_Source text_
6. State All-payer Claims Databases (APCDs)
- Use of APCDs as part of “Specified State Laws”: States may use a non-profit database not affiliated or subsidized by a health plan as part of their “specified state law” for determining the total amount payable. State laws that rely on named databases, such as FAIR Health, should be considered a specified state law given that this is a method for determining the total amount payable.
- APCD Reporting Requirements: There should be specific APCD reporting requirements in the regulation, including a mandate that all health plans report data, mandatory metric reporting of the number and percentage of plans broken out by plan type, reporting of the percentage of insured and uninsured, reporting by specific geo-zip regions, and reporting of every code by specialty taxonomy or site of service.
- Access to Data: States may also allow the public to access the data. Completely restricting access to the data or allowing certain plans to opt out of reporting would jeopardize the usefulness and integrity of the data included in APCDs.
Now that this letter has been sent, what are our next steps? First, ACEP and EDPMA have requested a joint meeting with the Center for Consumer Information and Insurance Oversight (CCIIO—one of the main agencies implementing the law) and are hoping to engage further with them on our recommendations. There will also be plenty of future opportunities to talk to federal agencies like CCIIO and weigh in on key aspects of the law. As stated earlier, there will be multiple rounds of rulemaking-- and with each new proposed reg comes a long public comment period (typically 60 days) in which we can provide input on specific proposals. Once a reg is released, we expect the EM SMB Implementation Task Force to help ACEP and EDPMA evaluate the proposed policies in the reg and develop recommended responses.
I recognize that many stakeholders are chomping at the bit now to get meetings with federal agencies before the regs are actually released. A couple points to make regarding that understandable inclination:
- While we think it is useful to have some initial meetings with agencies, it is important to note that CCIIO and other key agencies do not have political leadership in place yet. While career staff do draft the regs, the political leadership needs to ultimately sign off on all the key decision points in developing the regs as well as all the policies that they ultimately will contain. Thus, if political officials aren’t in place yet to sign off on the policies, there is only so much that career staff can state definitively during meetings. We hope that CCIIO (which is part of the Centers for Medicare & Medicaid Services or CMS) will have leadership in place in the next several weeks or months.
- It is essential that emergency medicine has a unified voice and consistent message when talking through issues with federal agencies. That was the main reason why ACEP and EDPMA formed a joint task force in the first place! If we do not express a unified and clear position on key issues, federal agencies won’t understand what the emergency medicine community as a whole believes and may wind up implementing policies that aren’t advantageous to you and your patients.
Please keep these last points (especially my final one) in mind as we continue going through the regulatory process. I’ll end with my continued promise to keep you updated on this important work--- now that you all know I’ll keep it!

_Provided data_
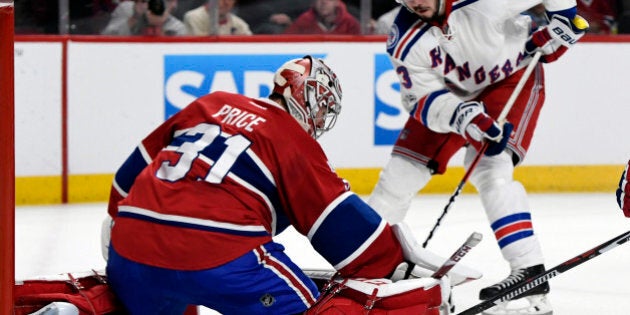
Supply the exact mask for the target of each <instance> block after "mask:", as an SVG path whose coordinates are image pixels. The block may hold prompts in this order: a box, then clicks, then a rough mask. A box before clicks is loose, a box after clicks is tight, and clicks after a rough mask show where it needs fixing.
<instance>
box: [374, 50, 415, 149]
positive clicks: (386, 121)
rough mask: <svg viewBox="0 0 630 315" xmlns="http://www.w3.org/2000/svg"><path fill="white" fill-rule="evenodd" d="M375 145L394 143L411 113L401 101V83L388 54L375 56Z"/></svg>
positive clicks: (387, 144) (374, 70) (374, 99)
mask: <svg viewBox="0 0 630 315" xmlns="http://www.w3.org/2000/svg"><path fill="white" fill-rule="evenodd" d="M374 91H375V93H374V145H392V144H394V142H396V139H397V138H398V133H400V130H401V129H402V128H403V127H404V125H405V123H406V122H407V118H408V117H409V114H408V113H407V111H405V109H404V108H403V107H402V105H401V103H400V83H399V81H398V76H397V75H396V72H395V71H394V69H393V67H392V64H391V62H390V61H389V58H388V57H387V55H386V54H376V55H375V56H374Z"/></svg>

...

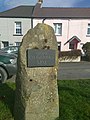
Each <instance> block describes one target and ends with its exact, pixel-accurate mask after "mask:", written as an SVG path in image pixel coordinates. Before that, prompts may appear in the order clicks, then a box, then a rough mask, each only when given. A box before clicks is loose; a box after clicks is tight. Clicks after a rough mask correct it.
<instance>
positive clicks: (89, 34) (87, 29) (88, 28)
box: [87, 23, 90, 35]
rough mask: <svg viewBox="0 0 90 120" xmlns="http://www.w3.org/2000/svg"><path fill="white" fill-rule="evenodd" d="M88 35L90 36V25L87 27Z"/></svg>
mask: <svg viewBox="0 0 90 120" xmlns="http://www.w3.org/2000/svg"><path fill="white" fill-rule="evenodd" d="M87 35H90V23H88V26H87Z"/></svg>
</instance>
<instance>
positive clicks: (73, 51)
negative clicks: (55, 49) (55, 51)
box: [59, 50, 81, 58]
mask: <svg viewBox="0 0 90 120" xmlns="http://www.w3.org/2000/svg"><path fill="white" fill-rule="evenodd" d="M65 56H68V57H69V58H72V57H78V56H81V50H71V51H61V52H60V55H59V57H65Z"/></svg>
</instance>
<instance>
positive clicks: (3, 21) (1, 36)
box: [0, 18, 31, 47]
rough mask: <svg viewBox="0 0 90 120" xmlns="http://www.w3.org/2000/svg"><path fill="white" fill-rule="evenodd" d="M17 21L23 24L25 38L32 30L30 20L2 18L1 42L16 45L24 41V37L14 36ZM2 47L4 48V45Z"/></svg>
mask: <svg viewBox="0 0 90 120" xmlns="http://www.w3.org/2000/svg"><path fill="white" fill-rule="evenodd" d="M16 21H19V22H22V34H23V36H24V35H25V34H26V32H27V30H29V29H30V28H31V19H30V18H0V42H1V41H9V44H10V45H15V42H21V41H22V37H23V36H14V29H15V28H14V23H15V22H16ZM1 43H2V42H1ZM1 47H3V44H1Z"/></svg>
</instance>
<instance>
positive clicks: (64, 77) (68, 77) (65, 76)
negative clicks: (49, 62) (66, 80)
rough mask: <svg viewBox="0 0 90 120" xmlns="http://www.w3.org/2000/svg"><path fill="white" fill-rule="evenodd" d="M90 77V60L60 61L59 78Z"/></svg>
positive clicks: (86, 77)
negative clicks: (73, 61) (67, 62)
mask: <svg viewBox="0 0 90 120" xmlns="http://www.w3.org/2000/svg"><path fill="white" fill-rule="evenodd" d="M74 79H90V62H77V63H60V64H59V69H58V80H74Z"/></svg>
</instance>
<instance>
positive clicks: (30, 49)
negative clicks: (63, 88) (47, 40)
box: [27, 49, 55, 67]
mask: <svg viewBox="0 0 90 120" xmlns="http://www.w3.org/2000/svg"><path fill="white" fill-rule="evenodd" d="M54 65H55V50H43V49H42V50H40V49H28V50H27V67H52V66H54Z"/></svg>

---

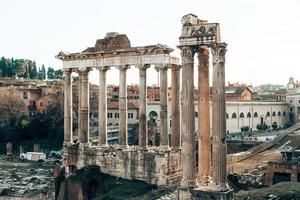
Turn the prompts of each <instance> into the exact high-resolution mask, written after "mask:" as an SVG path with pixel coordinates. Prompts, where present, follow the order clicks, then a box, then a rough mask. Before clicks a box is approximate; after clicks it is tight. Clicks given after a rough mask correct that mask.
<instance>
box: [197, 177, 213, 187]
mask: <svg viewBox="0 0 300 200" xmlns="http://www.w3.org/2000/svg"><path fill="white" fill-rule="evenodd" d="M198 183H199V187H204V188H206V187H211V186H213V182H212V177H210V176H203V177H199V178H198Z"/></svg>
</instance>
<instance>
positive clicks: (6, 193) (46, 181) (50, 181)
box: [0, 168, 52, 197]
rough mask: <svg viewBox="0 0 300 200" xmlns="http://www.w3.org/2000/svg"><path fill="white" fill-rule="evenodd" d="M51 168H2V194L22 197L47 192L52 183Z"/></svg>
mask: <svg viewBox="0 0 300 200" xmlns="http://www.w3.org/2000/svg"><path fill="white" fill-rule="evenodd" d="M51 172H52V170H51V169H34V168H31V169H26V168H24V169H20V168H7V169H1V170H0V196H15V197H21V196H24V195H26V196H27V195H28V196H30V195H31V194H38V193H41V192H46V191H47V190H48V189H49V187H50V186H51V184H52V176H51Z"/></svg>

_Exercise goal_
Please summarize the source text in three sentences. These rows have no connection to the source text.

_Answer to the exercise_
The source text says states may use a non-profit database not affiliated with a health plan, such as FAIR Health, to determine the total amount payable, and it calls for specific APCD reporting requirements covering all health plans, with public access to the data. As next steps, ACEP and EDPMA have requested a joint meeting with CCIIO, and the EM SMB Implementation Task Force is expected to help them evaluate each proposed regulation during the rounds of rulemaking and public comment. It cautions that early meetings with agencies can achieve only so much because CCIIO and other key agencies lack political leadership to sign off on policies, and it stresses that emergency medicine must speak with a unified voice and a consistent message.